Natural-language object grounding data
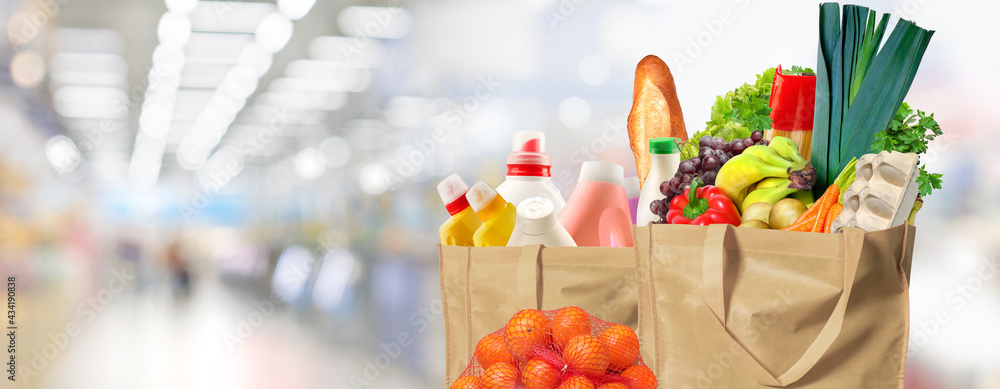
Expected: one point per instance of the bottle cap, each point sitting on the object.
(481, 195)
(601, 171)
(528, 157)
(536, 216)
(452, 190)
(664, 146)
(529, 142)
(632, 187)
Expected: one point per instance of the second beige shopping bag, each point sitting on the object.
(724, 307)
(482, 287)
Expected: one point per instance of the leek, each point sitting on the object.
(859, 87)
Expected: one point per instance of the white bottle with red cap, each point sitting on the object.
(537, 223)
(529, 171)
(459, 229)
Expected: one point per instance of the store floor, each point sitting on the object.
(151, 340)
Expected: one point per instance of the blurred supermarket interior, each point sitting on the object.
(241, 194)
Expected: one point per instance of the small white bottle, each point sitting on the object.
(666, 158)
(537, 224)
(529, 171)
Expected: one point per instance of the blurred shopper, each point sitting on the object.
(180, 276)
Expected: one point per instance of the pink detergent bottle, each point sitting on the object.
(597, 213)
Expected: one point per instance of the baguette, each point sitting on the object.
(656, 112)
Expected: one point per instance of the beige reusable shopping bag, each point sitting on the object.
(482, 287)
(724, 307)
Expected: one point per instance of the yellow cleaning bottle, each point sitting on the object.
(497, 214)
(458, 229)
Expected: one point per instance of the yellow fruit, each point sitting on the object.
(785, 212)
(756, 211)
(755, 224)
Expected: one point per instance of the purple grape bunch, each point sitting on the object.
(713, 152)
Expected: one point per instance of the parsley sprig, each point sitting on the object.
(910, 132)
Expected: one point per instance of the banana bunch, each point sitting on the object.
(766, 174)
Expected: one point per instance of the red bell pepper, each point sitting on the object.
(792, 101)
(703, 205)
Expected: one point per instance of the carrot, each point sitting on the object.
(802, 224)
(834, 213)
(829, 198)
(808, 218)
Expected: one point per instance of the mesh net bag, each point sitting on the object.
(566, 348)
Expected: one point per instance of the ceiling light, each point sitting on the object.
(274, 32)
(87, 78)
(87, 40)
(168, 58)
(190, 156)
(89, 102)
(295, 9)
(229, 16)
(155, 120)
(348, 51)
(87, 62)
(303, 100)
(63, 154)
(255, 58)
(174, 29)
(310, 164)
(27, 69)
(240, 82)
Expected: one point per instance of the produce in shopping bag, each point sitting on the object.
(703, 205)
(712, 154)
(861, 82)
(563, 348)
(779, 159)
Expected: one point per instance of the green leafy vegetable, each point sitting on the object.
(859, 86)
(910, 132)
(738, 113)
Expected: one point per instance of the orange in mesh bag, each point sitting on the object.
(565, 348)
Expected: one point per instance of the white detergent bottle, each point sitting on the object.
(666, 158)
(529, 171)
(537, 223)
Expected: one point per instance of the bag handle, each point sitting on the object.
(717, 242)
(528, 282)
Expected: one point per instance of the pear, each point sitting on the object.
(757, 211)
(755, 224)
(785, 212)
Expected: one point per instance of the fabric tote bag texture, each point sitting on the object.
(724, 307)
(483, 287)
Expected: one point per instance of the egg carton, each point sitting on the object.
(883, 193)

▸ **Required work**:
Restate every record above word for word, without images.

▸ **Answer below**:
Expected: one point per instance of the bottle cap, each point sitting on the object.
(481, 195)
(601, 171)
(528, 157)
(536, 216)
(452, 190)
(664, 146)
(529, 142)
(632, 187)
Expected: one point per instance of the second beige shopping bag, each point sitting on the object.
(724, 307)
(482, 287)
Expected: one point per instance of the leek, each point sitting on the object.
(859, 87)
Expected: one point per instance of the white bottle with red cap, each point sitting on the object.
(537, 223)
(529, 171)
(459, 229)
Expected: one point per instance of the store floor, each point sitting on the object.
(151, 340)
Expected: one point per instance of the blurred supermarket interior, each point sitting on the object.
(241, 194)
Expected: one point per instance of the small white bottle, each point sitting on the object.
(666, 158)
(537, 224)
(529, 171)
Expected: one point per instance of the blurred shopper, each point sitting on the object.
(180, 276)
Expected: one point per instance of the pink detergent bottle, each point sitting on the object.
(597, 213)
Expected: one point per instance of the baguette, each point sitting on the object.
(656, 112)
Expected: one point per instance of the beige reusable shopping bag, each point sitting on the object.
(482, 287)
(724, 307)
Expected: one point per instance of the yellow cleaning bottle, each point sitting on the object.
(497, 214)
(458, 229)
Expected: one point per instance of the yellow fruit, each point sitting on the object.
(785, 212)
(756, 211)
(755, 224)
Expected: one point per instance of the purple grape bunch, each point sitting on the object.
(713, 152)
Expected: one point per instance of the parsley sprig, each point sitting on the object.
(910, 132)
Expected: one point per instance of the banana bunch, each point sitting on the object.
(766, 174)
Expected: one point per instance of the red bell pepper, each point sitting on the object.
(792, 101)
(703, 205)
Expected: one point per instance of the carrot, each point sitting on the object.
(802, 224)
(834, 213)
(829, 198)
(808, 218)
Expected: one point per instance of the mesh net bag, each point sitting on the object.
(566, 348)
Expected: one point per instance of the ceiling light, each point sitting on the object.
(274, 32)
(87, 78)
(87, 40)
(168, 58)
(190, 156)
(89, 102)
(295, 9)
(229, 16)
(155, 120)
(348, 51)
(87, 62)
(303, 100)
(63, 154)
(255, 58)
(174, 29)
(310, 164)
(27, 69)
(240, 82)
Expected: one point per instance of the produce in shopping bag, each point sitting on the object.
(703, 205)
(712, 154)
(861, 82)
(563, 348)
(779, 159)
Expected: one point per instance of the green leafy vegetable, each point sitting on the object.
(859, 86)
(910, 132)
(738, 113)
Expected: one point per instance of the orange in mesh bag, each point sitting on the object.
(565, 348)
Expected: one point per instance of the white detergent bottle, each point sitting on the object.
(666, 158)
(529, 171)
(537, 223)
Expected: one point per instance of the bag handle, each point sitting on the object.
(717, 242)
(528, 282)
Expected: one point per instance of the pear, each point sitting on the object.
(757, 211)
(755, 224)
(785, 212)
Expected: one point per instance of the fabric tote bag texture, each point sitting on the object.
(724, 307)
(483, 287)
Expected: one point per instance of the egg carton, each point sitting on the object.
(883, 193)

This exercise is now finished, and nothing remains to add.